EXERCISE INSTRUCTIONS
A. In the article on kids in the streets since the revolution, at what age is a national ID issued?
B. Repeat the part of the article on kids in the streets since the revolution starting at "Arrests of children, started" and ending at "to military courts.".

PAGE TEXT
______

الأحد، 8 أبريل 2012

Kids in the streets since the revolution

Since the revolution

by Alia Mossallam

“El share’ ba’a gashe’…tamma’…mesh zay el awel..” Dunya, 16 years old
“The streets have become creul…greedy…worse than before”

1. Arrests and detentions

Arrests of children, started with that of civilians, starting with the rolling in of the military tanks by the end of January. What was unfamiliar about the process was the fact that children were transferred to military prisons and thus more difficult to find. Many children under 16 were arrested for not carrying a national ID (issued at 16 years of age), or for breaking curfew, and few were transferred to military courts.

The court proceedings are swift, often take place without the presence of a lawyer, and are difficult to appeal. At times, making it even difficult to trace the children’s whereabouts.

With time however the situation worsened as more and more serious accusations were leveled against children arrested during political clashes, whether they were in the events or in the surrounding areas, these started with breaking the curfew and petty theft and developed into;

- Congregating (an offence under the emergency law)
- Carrying Molotov cocktails or ‘white’ weapons
- Inciting Violence

- Burning of public property

In most of these cases the children were framed. The events started with the army’s indiscriminate heavy handedness violating the rights of children and adults alike, and developed further as the ministry of interior returned to its barracks in the summer. Systematic arrests and abuse by the ministry of interior are now procedural, along with the military. Furthermore, since November onwards, a campaign to defame the children has started, using them as scapegoats for political clashes. In December, for instance, children were made to appear on TV and confess that they had been paid by activists to raise havoc in Tahrir. This in itself is an offence and violation of the child law. Both in using the children for political purposes and defaming them.

Below are the highlights, of arrests month by month, since the start of the revolution. These numbers were difficult to ascertain, especially during the first few months, where lawyers, were at best reacting to arrests, with little time to document. More so however I focus on the stories of children who were kidnapped by military police, state security soldiers or police; beaten, abused and returned to the streets. These cases are rarely documented except when the children go to the NGOs for help or support. Thus even when estimates for arrests and kidnapping exist, they are highly conservative. And every child that is released of jail, tells the tale of at least a handful others imprisoned with him or her.

In February, 2011 , a number of children were arrested for breaking the curfew, or not carrying a national ID (even though they were under 16 years – the age upon which one is issued).

Of these was 15 year old Mohammed Gaber, a well built, mentally challenged young man, on his way home to Alexandria on the 30th of January. Mohammed was blind-folded and hand-cuffed, his phone taken away from him and placed under disciplinary detention for a week in the 6th of October military prison. There he was beaten and electrocuted for a week on end. “They hit me everywhere” he described “I still have marks where they whipped and kicked me hard on my sides”[1]. Mohammed was then moved to the Borg el Arab prison in Alexandria, and due to the fact that Mohammed is mentally challenged, he was not able to explain his situation, nor offered the possibility to make any phone-calls. Finally Mohammed managed to give his father’s number to family visiting a fellow inmate, and after spending a month in prison was set free.

______

RECORD EXTRACTS
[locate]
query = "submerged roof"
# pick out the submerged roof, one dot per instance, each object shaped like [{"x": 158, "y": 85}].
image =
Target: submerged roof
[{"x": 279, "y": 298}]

______

RESPONSE LIST
A. At 16 years of age.

B.
Arrests of children, started with that of civilians, starting with the rolling in of the military tanks by the end of January. What was unfamiliar about the process was the fact that children were transferred to military prisons and thus more difficult to find. Many children under 16 were arrested for not carrying a national ID (issued at 16 years of age), or for breaking curfew, and few were transferred to military courts.